| Your instructions |
Copy out word for word the stretch of the records from the line containing "Target: clear river water" through the line containing "(1001, 652)", including both of those lines.

| Stored data |
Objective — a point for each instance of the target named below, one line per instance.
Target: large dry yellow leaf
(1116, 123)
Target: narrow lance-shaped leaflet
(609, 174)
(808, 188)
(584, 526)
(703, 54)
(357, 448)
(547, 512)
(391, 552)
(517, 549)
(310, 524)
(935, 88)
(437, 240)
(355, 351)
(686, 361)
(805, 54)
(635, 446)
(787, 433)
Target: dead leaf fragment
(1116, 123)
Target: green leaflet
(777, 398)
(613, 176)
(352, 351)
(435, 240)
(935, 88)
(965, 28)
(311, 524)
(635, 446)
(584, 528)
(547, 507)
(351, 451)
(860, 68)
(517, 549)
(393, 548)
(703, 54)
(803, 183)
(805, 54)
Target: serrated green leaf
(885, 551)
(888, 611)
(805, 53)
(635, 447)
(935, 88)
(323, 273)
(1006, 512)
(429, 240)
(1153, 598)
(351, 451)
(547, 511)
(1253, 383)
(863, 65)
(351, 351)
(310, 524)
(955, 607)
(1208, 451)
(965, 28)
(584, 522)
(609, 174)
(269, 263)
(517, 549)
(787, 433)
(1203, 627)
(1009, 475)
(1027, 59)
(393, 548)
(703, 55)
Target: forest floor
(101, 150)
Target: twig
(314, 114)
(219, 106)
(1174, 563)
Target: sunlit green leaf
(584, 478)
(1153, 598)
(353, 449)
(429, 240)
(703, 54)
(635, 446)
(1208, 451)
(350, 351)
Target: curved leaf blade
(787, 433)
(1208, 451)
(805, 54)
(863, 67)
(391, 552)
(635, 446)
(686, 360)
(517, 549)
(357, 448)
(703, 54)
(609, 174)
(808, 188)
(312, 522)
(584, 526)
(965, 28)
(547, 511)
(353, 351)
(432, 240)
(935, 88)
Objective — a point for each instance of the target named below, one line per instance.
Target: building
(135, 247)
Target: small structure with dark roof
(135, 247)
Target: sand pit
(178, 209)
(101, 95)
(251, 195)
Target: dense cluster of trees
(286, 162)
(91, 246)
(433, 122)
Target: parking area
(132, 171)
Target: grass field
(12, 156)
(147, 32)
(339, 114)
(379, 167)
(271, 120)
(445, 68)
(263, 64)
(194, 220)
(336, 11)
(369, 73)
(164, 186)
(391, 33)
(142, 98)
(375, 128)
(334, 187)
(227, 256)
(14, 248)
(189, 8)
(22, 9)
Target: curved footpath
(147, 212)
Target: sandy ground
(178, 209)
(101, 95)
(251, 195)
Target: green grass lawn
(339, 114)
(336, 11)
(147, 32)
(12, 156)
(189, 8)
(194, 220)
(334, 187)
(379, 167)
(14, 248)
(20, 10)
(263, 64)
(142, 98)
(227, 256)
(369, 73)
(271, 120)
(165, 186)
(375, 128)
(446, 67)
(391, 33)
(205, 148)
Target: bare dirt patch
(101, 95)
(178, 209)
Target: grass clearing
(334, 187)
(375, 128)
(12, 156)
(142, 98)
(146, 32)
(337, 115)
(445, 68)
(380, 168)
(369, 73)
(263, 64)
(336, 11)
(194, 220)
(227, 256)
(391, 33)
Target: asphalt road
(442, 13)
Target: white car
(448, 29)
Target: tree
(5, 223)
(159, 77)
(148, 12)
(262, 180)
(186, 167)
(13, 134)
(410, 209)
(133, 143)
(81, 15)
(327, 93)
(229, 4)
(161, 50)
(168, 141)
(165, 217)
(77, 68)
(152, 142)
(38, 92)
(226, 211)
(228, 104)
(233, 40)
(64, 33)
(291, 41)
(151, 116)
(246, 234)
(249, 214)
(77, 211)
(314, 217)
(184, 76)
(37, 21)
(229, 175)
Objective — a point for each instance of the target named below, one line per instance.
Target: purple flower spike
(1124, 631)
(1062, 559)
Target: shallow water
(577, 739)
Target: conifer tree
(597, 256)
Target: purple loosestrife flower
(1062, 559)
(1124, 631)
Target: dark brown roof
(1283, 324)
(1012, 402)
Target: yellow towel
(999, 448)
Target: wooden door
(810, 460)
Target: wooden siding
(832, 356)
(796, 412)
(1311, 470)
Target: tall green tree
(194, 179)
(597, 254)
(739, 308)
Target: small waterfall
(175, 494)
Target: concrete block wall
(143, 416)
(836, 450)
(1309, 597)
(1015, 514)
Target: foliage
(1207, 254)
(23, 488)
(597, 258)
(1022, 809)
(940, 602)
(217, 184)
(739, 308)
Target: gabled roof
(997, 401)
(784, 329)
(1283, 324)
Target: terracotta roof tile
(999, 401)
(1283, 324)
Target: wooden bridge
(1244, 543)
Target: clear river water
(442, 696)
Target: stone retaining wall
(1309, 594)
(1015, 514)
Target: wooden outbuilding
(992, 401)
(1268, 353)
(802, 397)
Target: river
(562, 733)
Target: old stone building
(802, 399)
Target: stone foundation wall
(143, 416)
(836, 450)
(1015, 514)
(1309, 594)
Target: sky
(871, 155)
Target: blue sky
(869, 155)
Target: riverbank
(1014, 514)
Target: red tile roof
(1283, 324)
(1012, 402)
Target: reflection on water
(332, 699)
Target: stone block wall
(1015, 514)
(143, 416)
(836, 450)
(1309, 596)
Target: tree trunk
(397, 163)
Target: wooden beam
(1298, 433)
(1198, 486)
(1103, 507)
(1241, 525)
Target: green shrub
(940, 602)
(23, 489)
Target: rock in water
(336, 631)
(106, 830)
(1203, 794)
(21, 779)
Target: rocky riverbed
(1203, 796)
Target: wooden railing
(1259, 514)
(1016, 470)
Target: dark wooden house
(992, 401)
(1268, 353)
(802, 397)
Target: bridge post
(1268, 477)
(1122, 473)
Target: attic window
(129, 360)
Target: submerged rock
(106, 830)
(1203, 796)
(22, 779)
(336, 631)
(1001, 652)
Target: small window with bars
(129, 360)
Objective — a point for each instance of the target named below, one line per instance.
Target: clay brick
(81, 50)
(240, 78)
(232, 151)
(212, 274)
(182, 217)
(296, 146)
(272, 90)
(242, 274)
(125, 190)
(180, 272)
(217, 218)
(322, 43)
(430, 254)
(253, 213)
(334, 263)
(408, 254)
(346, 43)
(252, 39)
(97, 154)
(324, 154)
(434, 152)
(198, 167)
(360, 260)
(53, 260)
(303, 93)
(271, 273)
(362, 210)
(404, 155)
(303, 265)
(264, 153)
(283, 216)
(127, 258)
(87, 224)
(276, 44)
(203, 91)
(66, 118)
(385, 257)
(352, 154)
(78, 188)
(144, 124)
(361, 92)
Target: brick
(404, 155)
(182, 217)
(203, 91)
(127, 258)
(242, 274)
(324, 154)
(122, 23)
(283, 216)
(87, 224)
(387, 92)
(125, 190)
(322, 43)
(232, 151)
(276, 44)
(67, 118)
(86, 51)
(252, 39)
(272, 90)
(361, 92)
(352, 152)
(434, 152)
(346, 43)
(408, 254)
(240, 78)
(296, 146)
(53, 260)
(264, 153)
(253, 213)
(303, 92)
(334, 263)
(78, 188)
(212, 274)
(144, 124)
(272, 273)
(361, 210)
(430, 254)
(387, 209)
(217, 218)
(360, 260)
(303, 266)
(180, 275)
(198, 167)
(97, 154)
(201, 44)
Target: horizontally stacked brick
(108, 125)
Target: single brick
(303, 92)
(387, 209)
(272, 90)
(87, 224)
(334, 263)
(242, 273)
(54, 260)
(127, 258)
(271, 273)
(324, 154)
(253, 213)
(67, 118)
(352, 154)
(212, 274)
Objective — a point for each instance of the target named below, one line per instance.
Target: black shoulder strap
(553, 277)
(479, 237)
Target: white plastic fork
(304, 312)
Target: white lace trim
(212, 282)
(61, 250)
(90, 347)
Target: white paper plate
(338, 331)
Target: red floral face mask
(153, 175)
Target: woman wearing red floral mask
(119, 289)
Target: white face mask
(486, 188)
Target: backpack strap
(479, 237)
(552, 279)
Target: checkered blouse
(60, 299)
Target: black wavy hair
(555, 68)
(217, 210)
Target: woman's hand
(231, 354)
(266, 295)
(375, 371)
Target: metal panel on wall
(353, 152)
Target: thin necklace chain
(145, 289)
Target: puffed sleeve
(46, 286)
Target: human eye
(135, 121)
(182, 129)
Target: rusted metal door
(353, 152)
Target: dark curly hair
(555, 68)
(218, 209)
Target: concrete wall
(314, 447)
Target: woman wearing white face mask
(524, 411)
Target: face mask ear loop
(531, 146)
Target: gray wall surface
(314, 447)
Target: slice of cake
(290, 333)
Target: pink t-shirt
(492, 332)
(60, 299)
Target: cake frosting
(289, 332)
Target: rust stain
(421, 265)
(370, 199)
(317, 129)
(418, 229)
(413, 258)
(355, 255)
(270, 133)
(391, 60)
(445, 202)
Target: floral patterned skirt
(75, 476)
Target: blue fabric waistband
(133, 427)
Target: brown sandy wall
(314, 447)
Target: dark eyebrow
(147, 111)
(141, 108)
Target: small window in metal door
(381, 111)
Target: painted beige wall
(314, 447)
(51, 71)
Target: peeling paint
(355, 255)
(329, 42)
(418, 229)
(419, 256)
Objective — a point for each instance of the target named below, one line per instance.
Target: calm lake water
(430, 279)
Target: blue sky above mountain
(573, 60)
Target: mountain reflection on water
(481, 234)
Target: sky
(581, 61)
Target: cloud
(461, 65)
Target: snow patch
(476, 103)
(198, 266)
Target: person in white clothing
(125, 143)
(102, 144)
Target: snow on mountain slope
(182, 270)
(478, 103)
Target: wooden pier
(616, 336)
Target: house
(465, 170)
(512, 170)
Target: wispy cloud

| Response |
Target: clear river water
(442, 696)
Target: stone retaining wall
(1309, 594)
(1015, 514)
Target: wooden outbuilding
(992, 401)
(1268, 353)
(802, 397)
Target: river
(562, 733)
Target: old stone building
(802, 399)
Target: stone foundation wall
(143, 416)
(836, 450)
(1015, 514)
(1309, 594)
Target: sky
(871, 155)
Target: blue sky
(869, 155)
Target: riverbank
(1014, 514)
Target: red tile roof
(1283, 324)
(1012, 402)
Target: reflection on water
(332, 699)
Target: stone block wall
(1015, 514)
(143, 416)
(836, 450)
(1309, 596)
Target: tree trunk
(397, 163)
Target: wooden beam
(1298, 433)
(1198, 486)
(1103, 507)
(1241, 525)
Target: green shrub
(940, 602)
(23, 489)
Target: rock in water
(336, 631)
(106, 830)
(1203, 794)
(21, 779)
Target: rocky riverbed
(1203, 796)
Target: wooden railing
(1259, 514)
(1016, 470)
Target: dark wooden house
(992, 401)
(1268, 353)
(802, 397)
Target: bridge post
(1268, 477)
(1122, 473)
Target: attic window
(129, 360)
Target: submerged rock
(106, 830)
(1203, 796)
(22, 779)
(336, 631)
(1001, 652)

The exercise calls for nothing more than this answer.